(Data excerpts)
----------------

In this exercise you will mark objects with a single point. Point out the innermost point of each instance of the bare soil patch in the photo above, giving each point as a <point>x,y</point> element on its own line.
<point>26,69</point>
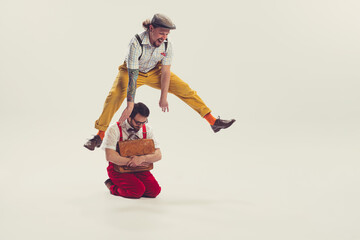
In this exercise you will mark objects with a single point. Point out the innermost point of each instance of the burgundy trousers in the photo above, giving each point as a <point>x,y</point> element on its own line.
<point>133,185</point>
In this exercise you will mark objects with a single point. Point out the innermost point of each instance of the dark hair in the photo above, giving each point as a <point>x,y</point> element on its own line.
<point>140,108</point>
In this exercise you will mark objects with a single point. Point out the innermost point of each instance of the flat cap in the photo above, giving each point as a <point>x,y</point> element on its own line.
<point>160,20</point>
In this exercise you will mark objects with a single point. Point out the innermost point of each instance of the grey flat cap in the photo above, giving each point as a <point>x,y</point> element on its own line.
<point>160,20</point>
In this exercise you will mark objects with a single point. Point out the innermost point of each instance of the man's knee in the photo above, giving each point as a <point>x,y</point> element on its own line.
<point>153,191</point>
<point>136,191</point>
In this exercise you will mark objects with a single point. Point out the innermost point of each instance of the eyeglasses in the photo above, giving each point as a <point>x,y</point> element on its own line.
<point>139,123</point>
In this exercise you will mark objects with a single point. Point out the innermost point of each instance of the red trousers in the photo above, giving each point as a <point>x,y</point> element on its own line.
<point>133,185</point>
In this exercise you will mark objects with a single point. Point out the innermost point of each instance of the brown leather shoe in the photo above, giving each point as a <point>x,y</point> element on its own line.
<point>108,183</point>
<point>94,142</point>
<point>221,124</point>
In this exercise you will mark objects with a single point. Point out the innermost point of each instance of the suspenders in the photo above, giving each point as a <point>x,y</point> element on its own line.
<point>120,129</point>
<point>140,41</point>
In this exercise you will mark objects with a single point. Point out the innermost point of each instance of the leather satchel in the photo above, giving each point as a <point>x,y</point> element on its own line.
<point>136,147</point>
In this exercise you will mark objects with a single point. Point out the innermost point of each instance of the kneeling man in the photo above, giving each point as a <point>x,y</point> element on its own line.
<point>133,184</point>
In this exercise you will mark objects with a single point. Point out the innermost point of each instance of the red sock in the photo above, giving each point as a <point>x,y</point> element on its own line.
<point>101,134</point>
<point>210,118</point>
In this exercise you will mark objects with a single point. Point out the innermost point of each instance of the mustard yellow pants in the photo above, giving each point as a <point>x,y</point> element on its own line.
<point>118,93</point>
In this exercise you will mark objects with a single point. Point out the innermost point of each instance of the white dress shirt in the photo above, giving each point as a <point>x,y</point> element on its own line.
<point>112,135</point>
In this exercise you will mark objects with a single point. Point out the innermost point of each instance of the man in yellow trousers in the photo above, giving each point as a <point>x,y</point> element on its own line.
<point>148,63</point>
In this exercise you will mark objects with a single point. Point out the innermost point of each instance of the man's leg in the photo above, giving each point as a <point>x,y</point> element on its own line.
<point>125,185</point>
<point>152,188</point>
<point>183,91</point>
<point>112,104</point>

----------------

**BRIEF:**
When you transcribe the entries, reproduce each line exactly and skip any picture.

**RESPONSE TO THIS TASK:**
In this exercise you will mark objects with a single point. Point out the innermost point of each instance of the bare soil patch in the photo above, giving each point as a <point>x,y</point> element on its own line.
<point>26,69</point>
In this exercise you will mark objects with a single point. Point out the innermost point of each instance of the burgundy trousers in the photo above, giving each point as a <point>x,y</point> element on its own line.
<point>133,185</point>
In this exercise you will mark objects with a single point. Point out the innermost point of each instance of the dark hair in the photo above, giving each point as a <point>x,y</point> element on its own line.
<point>140,108</point>
In this exercise you will mark objects with a single point. Point out the innermost point of each instance of the flat cap in the photo above, giving each point as a <point>x,y</point> element on its own line.
<point>160,20</point>
In this exercise you will mark objects with a single point. Point out the innermost point of each instance of the grey flat cap in the photo above, giving each point as a <point>x,y</point> element on its own line.
<point>160,20</point>
In this exercise you will mark objects with a single point. Point out the innermost point of each instance of the man's knee in the photo above, giving each point as a <point>x,y</point> element on its own line.
<point>153,191</point>
<point>136,191</point>
In this exercise you will mark objects with a single point. Point out the innermost point of each instance of the eyeglasses in the photo above, giving each point as a <point>x,y</point> element on its own line.
<point>139,123</point>
In this exercise you will mark objects with a single point. Point out the innermost point of each instance of the red trousers in the photo above, giving each point as a <point>x,y</point> element on its own line.
<point>133,185</point>
In this exercise you will mark objects with a single point. Point out the innermost point of each instance of the brown leather shoe in the photo above, giving each point as a <point>x,y</point> element on its own line.
<point>108,183</point>
<point>94,142</point>
<point>221,124</point>
In this exercise you will mark objects with a single point. Point out the innermost point of each instance of the suspenders in the photo above, giving each point as a <point>x,y</point> element on its own line.
<point>120,129</point>
<point>140,41</point>
In this exercise you will mark objects with a single point. Point out the innermost point of each instance of the leather satchel in the photo above, giving each point as a <point>x,y</point> element on its own line.
<point>136,147</point>
In this exercise you will mark objects with a single point. Point out the innermost point of each instance of the kneeling man in the photo above, giving each point as a <point>x,y</point> element on its own line.
<point>133,184</point>
In this exercise you will mark objects with a single point. Point out the innermost point of each instance of the red sock in the photo above, giving each point as a <point>x,y</point> element on its own line.
<point>101,134</point>
<point>210,118</point>
In this exercise you will mark objects with a single point. Point out the innermost point of each instance of the mustard yellow pants in the photo above, giving each point as a <point>x,y</point> element on its own line.
<point>118,93</point>
In this exercise you will mark objects with a single point. Point out the innermost point of each instance of the white dress shirt in the photo above, giving each point as a <point>x,y</point> element on its own line.
<point>112,135</point>
In this exercise you will mark objects with a single point. Point out the innermost point of each instance of the man in yellow trousers in the photo above, giving each point as a <point>x,y</point> element on its own line.
<point>148,63</point>
In this exercise you will mark objects with a single point. Point out the innermost point of each instance of the man's leg in the photo above, giving each point as a <point>x,y</point> element on its own line.
<point>125,185</point>
<point>152,188</point>
<point>183,91</point>
<point>112,104</point>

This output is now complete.